What needs to be done
Set down all of the data exactly as it appears.

Raw data
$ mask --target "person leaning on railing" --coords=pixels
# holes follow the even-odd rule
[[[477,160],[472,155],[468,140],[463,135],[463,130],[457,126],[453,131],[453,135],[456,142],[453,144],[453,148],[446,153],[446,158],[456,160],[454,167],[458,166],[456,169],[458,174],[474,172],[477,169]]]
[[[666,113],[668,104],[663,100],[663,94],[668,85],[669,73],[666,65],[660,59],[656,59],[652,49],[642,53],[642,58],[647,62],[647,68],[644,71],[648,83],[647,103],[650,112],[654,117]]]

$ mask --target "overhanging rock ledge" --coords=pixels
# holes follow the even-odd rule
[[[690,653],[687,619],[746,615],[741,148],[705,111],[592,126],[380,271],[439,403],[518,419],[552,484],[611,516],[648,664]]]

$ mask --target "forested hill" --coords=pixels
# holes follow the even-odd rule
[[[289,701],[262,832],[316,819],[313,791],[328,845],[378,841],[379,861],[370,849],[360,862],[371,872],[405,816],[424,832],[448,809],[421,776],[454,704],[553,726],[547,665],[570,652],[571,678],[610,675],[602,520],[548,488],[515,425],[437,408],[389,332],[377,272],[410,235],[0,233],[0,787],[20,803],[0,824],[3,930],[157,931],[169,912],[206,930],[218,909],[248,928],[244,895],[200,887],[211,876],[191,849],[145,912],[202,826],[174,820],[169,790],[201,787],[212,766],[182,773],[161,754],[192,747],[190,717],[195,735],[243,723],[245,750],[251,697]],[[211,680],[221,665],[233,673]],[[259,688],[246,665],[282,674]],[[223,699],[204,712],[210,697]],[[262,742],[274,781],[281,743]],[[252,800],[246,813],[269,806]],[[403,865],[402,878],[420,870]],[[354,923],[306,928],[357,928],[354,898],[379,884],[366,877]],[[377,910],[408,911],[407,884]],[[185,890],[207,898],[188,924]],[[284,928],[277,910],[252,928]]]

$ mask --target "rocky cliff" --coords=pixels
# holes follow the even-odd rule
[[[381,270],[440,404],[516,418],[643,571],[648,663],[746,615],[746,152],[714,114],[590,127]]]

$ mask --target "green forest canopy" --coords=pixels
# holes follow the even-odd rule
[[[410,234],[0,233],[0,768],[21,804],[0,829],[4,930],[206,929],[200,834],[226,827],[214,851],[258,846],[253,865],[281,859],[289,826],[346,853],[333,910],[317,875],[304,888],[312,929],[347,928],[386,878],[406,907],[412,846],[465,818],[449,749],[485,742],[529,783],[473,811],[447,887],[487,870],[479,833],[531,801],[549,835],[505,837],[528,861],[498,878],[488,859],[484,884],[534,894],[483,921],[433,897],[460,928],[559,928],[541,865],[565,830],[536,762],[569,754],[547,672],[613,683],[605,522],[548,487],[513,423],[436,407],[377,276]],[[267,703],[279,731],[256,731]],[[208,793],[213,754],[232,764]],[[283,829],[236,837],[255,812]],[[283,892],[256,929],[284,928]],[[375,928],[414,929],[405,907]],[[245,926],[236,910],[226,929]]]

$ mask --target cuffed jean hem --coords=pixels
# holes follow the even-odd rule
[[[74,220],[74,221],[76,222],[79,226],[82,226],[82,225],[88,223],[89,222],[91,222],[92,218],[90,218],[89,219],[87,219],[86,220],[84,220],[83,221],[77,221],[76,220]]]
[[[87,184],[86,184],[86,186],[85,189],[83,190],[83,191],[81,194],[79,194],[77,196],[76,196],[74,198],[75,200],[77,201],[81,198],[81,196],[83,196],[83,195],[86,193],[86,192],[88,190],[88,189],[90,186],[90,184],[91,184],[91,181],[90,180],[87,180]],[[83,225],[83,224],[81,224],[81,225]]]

Reply
$ mask --target "person leaning on railing" --coords=pixels
# holes follow the even-odd rule
[[[477,160],[472,155],[468,140],[463,135],[463,130],[457,126],[453,131],[453,135],[456,142],[453,144],[453,148],[446,153],[446,158],[456,160],[454,167],[458,166],[456,169],[458,174],[474,172],[477,169]]]
[[[666,113],[668,104],[663,100],[663,94],[668,85],[669,73],[666,65],[660,59],[656,59],[652,49],[642,53],[642,58],[647,62],[647,68],[644,71],[648,83],[647,103],[650,112],[654,117]]]

$ mask --target "overhanging rock ledge" --coords=pixels
# holes follow the even-odd rule
[[[690,653],[687,619],[746,615],[741,148],[705,111],[592,126],[380,271],[439,403],[518,419],[552,484],[611,516],[648,664]]]

$ mask --target "forested hill" --coords=pixels
# holes follow the even-odd rule
[[[289,701],[262,832],[316,819],[313,791],[328,845],[378,841],[379,861],[370,849],[360,862],[371,872],[405,816],[424,832],[448,809],[421,776],[454,704],[553,726],[547,665],[570,652],[571,678],[610,675],[602,520],[548,488],[515,425],[437,408],[389,332],[377,272],[410,235],[0,233],[0,787],[20,803],[0,824],[3,930],[157,931],[169,912],[206,930],[218,909],[248,928],[244,895],[200,887],[211,876],[191,849],[145,912],[202,826],[174,820],[169,790],[201,787],[212,766],[182,773],[161,754],[192,747],[190,717],[195,735],[243,723],[245,750],[251,697]],[[211,680],[221,665],[233,673]],[[259,688],[246,665],[282,674]],[[223,699],[204,712],[210,697]],[[262,742],[274,781],[281,743]],[[252,800],[246,813],[269,806]],[[403,865],[402,878],[420,870]],[[354,923],[306,928],[357,928],[354,898],[379,884],[366,877]],[[377,910],[408,911],[407,884]],[[185,890],[207,898],[188,924]],[[284,928],[277,910],[252,928]]]

$ mask --target "rocky cliff" --coords=pixels
# holes follow the even-odd rule
[[[381,270],[440,404],[516,418],[643,571],[648,663],[746,615],[746,152],[714,114],[590,127]]]

$ mask --target "green forest canopy" --coords=pixels
# holes follow the even-odd rule
[[[410,234],[0,233],[0,768],[21,804],[0,829],[4,930],[206,929],[200,834],[226,827],[214,851],[258,846],[253,865],[281,859],[289,826],[346,853],[333,910],[317,875],[304,888],[312,929],[347,928],[386,878],[406,907],[412,846],[465,818],[449,749],[485,742],[529,783],[473,811],[447,887],[487,870],[479,833],[531,801],[549,835],[505,837],[528,861],[498,878],[488,859],[484,884],[534,894],[483,921],[433,897],[460,928],[559,928],[541,865],[565,830],[536,762],[569,754],[547,672],[613,683],[605,522],[548,487],[513,423],[436,407],[377,276]],[[267,703],[279,731],[256,731]],[[208,793],[213,754],[232,764]],[[283,829],[236,837],[255,812]],[[283,892],[256,929],[284,928]],[[375,928],[414,929],[405,907]],[[245,926],[236,910],[226,929]]]

$ mask --target cuffed jean hem --coords=pixels
# holes follow the even-odd rule
[[[74,220],[74,221],[76,222],[79,226],[82,226],[82,225],[88,223],[89,222],[91,222],[92,218],[90,218],[89,219],[87,219],[86,220],[84,220],[83,221],[77,221],[76,220]]]
[[[87,184],[86,184],[86,186],[85,189],[83,190],[83,191],[81,194],[79,194],[77,196],[76,196],[74,198],[75,200],[77,201],[81,198],[81,196],[83,196],[83,195],[86,193],[86,192],[88,190],[88,189],[90,186],[90,184],[91,184],[91,181],[90,180],[87,180]],[[83,225],[83,224],[81,224],[81,225]]]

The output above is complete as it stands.